Text section
►
Use the default options and give the stack a name, like AWSPCS-PTPro-cluster. You can leave the options as the defaults.

Use this AWS Cloud Formation quick-create link to quickly provision these resources with default settings.

Under Capabilities: Check the box for I acknowledge that AWS CloudFormation might create IAM resources.

Once you have created this new VPC, find its VPC ID and note it by searching for it in the Amazon VPC Console by selecting "VPCs" and then searching for the name you picked above. If you chose the stack name we suggested, you would search for PTPro, and if you are deploying this in us-east-1 you can use this link. Make a note of the VPC ID once you have found it.

2. Create Security Groups

Summary

In this section we will create three security groups:

  • A cluster security group enabling comms between the compute nodes, login node and AWS PCS controller
  • An inbound ssh group that can optionally be enabled to allow ssh logins on the login node
  • An DCV group that can optionally be enabled to allow DCV remote desktop connections to the login node

If you have already created these security groups you can reuse them and skip this step.

Using CloudFormation, create a new stack for the security groups using the following template:

1-pcs-cluster-cloudformation-security-groups.yaml

Show template contents (click to expand)
# source: https://aws-hpc-recipes.s3.amazonaws.com/main/recipes/pcs/getting_started/assets/pcs-cluster-sg.yaml

AWSTemplateFormatVersion: 2010-09-09
Description: Security group for AWS PCS clusters.
  This template creates a self-referencing security group that enables communications between AWS PCS controller, compute nodes, and client nodes.
  Optionally, it can also create a security group to enable SSH access to the cluster, and DCV remote desktop access to the login node.
  Check the Outputs tab of this stack for useful details about resources created by this template.

Metadata:
  AWS::CloudFormation::Interface:
    ParameterGroups:
      - Label:
          default: Network
        Parameters:
          - VpcId
      - Label:
          default: Security group configuration
        Parameters:
          - CreateInboundSshSecurityGroup
          - CreateInboundDcvSecurityGroup
          - ClientIpCidr

Parameters:
  VpcId:
    Description: VPC where the AWS PCS cluster will be deployed
    Type: 'AWS::EC2::VPC::Id'
  ClientIpCidr:
    Description: IP address(s) allowed to connect to nodes using SSH 
    Default: '0.0.0.0/0'
    Type: String
    AllowedPattern: (\d{1,3})\.(\d{1,3})\.(\d{1,3})\.(\d{1,3})/(\d{1,2})
    ConstraintDescription: Value must be a valid IP or network range of the form x.x.x.x/x.
  CreateInboundSshSecurityGroup:
    Description: Create an inbound security group to allow SSH access to nodes.
    Type: String
    Default: 'True'
    AllowedValues:
      - 'True'
      - 'False'
  CreateInboundDcvSecurityGroup:
    Description: Create an inbound security group to allow DCV access to login nodes on TCP/UDP 8443.
◄
Problem description
In the AWS PCS cluster setup guide above, which TCP/UDP port does the DCV security group open on the login nodes?

Supplied information
►
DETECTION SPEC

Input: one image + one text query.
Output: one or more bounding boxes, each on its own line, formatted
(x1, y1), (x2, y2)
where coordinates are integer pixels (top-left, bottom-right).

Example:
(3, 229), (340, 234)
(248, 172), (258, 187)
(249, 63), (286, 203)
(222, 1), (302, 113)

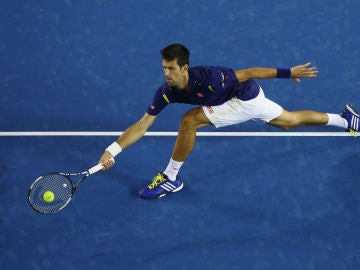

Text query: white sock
◄
►
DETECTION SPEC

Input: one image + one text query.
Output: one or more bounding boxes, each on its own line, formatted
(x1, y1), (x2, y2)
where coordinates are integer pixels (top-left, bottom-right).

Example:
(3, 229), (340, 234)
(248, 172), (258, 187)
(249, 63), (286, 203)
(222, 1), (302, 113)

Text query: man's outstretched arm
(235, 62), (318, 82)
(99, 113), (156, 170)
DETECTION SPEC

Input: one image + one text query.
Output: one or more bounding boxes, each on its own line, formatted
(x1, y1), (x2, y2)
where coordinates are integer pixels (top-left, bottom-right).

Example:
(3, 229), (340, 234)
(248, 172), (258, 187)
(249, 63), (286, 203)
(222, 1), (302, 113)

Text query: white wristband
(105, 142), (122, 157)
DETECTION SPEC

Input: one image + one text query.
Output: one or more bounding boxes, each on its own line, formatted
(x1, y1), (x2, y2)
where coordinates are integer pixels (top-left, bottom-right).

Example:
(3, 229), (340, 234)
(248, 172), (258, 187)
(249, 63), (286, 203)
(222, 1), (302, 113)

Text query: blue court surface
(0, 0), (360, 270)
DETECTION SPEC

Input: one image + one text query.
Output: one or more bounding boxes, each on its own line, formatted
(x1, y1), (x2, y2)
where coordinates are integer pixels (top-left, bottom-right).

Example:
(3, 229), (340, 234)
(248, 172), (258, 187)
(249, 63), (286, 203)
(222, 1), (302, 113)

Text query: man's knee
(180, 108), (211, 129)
◄
►
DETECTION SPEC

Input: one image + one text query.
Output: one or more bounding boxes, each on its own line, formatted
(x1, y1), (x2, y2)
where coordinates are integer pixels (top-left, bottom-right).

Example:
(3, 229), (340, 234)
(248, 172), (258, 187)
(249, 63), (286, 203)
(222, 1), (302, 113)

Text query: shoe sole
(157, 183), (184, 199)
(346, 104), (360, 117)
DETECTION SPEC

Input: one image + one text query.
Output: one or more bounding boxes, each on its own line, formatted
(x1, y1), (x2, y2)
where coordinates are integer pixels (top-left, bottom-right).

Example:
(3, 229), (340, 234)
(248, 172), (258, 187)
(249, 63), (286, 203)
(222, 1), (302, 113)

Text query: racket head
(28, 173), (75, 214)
◄
Expected answer
Port 8443